:: Travail demandé ::
1) Répondez aux questions suivantes d'après l'extrait sur la traduction de Primordia :
(a) À quel moment Primordia est-il sorti ?
(b) Quelle note Maria Kalash a-t-elle attribuée au jeu ?
(c) Combien de lignes de texte le fichier traduit contenait-il ?
2) Relevez tous les titres de jeux vidéo cités dans l'extrait sur la traduction de Primordia.

:: Extrait de page ::
....
# Canard PC & Canardpc.com > Actualité canardpc.com > [Jeux Vidéo] Primordia désormais disponible en VF

## Flappie

Si je vous dis "aventures post-apo", et que vous me répondez Fallout S.T.A.L.K.E.R. Wasteland 2 "Présent(e) !", vous êtes complètement dans le vrai et vous n'aimez pas prendre parti. Je viens ici vous parler de Primordia, ce point and click indé sorti à la fin 2012. Le jeu avait fait forte impression à Maria Kalash, qui lui avait attribué un honorable 7/10.
 Conseillé par les canards avisés du topic des point & click, j'ai joué à Primordia à l'été 2014. Captivé par l'histoire et les personnages, j'ai décidé de traduire les textes du jeu pour mes semblables avant même d'avoir atteint l'une des fins disponibles.



 Un an auparavant, j'avais réalisé la traduction amateur de Jolly Rover avec l'aide technique de feu Patch-FR.com, faute d'une autorisation de l'auteur du jeu. Le processus de traduction était alors très simple, puisque les textes étaient classés par chapitre. En outre, le jeu n'était pas très long. Bref, je pensais traduire Primordia en quatre mois, tout au plus.
 Cette fois, l'auteur du jeu -Mark Yohalem- a répondu à ma proposition de traduire gracieusement les textes. En bref : "oui, mais ça ne va pas être facile". Nous avons alors étudié ensemble quelques puzzles qui risquaient de poser problème, et avons conclu que rien n'était insurmontable. J'ai donc pu me lancer dans la traduction du fichier contenant les 8000 lignes de texte du jeu (dans le désordre, merci AGS) tout en échangeant fréquemment avec Mark.
 Au fil de nos discussions, nous avons abordé la notion du tutoiement -qui n'existe plus en anglais depuis belle lurette-, la francisation de certains noms, ou encore les nombreux clins d'oeil présents dans le jeu... et on a même fini par devenir potes !
....
:: Entrées ::
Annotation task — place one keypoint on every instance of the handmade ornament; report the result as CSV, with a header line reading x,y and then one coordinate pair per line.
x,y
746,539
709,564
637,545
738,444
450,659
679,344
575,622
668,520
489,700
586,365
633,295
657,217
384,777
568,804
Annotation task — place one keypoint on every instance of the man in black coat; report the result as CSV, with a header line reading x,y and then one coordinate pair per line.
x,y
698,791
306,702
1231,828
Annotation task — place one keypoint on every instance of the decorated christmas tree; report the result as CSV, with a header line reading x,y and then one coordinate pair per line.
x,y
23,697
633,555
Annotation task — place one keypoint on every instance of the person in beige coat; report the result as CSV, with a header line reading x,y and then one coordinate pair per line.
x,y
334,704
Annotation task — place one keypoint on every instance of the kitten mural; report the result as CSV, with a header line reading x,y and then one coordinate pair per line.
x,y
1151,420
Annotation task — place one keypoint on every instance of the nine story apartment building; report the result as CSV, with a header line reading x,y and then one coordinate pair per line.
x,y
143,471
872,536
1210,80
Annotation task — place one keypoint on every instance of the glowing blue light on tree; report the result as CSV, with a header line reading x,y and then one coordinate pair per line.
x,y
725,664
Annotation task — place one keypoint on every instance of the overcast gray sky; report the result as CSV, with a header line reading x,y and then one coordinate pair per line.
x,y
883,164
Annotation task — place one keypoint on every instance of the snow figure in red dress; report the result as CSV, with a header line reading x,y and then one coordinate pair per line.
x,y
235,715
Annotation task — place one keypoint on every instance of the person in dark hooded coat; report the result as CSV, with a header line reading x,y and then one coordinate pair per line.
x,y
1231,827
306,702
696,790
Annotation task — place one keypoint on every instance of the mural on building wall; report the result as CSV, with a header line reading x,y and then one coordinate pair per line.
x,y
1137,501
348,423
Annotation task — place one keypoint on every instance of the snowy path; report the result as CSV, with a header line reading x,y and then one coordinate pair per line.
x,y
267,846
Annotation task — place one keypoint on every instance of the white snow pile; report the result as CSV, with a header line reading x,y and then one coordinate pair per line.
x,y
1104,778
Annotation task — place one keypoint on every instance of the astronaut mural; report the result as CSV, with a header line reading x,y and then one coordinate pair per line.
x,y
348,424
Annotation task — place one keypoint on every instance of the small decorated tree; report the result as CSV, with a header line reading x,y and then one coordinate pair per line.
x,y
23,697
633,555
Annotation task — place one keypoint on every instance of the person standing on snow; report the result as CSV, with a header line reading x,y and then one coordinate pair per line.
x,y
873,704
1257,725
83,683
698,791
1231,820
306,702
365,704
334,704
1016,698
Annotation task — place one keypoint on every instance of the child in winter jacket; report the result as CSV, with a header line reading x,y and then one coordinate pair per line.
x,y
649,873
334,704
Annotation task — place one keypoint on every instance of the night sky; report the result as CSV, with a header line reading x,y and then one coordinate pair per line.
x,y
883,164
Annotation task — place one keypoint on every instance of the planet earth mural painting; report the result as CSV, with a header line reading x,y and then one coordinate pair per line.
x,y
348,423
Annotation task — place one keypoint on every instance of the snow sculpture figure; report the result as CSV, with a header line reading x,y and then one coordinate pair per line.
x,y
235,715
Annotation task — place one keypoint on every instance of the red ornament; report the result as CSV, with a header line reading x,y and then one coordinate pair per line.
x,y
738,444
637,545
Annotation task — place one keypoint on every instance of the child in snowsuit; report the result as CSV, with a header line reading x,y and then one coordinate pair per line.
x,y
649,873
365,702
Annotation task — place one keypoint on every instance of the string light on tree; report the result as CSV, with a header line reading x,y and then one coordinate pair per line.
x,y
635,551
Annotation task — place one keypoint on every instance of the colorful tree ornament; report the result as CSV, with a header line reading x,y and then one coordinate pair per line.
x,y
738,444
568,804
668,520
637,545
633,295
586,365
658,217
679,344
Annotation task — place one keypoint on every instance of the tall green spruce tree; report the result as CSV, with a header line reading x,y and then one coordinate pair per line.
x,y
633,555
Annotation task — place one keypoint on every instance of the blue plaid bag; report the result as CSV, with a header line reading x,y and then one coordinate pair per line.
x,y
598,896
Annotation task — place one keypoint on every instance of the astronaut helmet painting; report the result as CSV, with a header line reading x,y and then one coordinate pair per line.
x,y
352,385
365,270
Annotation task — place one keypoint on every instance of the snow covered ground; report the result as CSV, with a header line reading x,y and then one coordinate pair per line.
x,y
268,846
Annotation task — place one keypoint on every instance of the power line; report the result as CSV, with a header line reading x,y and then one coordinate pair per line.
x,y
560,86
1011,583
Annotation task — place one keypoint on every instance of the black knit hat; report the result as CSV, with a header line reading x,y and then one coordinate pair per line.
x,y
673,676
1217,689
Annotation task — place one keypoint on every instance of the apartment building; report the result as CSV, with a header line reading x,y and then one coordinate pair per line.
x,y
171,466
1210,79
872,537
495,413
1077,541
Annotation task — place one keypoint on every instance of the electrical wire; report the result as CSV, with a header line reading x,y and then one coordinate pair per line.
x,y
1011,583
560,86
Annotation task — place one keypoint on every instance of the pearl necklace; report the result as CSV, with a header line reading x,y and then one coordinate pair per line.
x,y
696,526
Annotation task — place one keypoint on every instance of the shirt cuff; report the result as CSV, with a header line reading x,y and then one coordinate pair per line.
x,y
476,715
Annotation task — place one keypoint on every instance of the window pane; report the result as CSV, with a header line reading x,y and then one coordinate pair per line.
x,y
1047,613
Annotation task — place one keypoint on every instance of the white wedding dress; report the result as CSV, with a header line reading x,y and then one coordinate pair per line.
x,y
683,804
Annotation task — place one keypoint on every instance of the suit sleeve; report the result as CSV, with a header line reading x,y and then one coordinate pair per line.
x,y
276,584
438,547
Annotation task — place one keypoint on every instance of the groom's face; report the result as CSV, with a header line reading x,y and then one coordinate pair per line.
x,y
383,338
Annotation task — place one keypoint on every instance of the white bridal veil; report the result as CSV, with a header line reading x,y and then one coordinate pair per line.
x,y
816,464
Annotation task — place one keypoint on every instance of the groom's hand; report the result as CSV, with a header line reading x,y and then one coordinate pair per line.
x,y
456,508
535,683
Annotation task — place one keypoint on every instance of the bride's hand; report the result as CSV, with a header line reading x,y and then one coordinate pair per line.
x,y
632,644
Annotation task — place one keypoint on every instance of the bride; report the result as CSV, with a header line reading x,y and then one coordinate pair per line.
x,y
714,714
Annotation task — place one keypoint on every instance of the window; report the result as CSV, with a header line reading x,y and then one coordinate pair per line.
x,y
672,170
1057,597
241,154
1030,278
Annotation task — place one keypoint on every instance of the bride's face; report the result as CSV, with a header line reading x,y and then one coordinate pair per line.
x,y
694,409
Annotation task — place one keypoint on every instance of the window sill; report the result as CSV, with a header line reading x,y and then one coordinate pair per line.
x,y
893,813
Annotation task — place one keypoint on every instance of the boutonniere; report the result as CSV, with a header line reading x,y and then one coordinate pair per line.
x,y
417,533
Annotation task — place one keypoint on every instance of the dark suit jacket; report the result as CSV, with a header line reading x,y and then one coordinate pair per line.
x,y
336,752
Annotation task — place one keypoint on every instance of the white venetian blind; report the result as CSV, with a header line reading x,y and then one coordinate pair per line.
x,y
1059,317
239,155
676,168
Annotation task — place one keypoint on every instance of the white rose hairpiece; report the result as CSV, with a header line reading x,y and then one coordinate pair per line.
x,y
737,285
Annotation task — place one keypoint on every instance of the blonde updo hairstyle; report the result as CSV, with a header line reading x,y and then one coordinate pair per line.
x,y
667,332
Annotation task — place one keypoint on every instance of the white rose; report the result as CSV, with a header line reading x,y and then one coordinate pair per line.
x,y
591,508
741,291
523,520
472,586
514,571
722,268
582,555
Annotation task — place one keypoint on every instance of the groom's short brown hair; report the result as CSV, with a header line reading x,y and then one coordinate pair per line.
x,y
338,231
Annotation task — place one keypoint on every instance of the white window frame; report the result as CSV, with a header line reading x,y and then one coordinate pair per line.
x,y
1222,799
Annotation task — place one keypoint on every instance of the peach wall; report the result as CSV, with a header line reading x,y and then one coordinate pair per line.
....
:: Réponses par tâche ::
1)
(a) À la fin 2012.
(b) 7/10.
(c) 8000 lignes.

2) Fallout, S.T.A.L.K.E.R., Wasteland 2, Primordia, Jolly Rover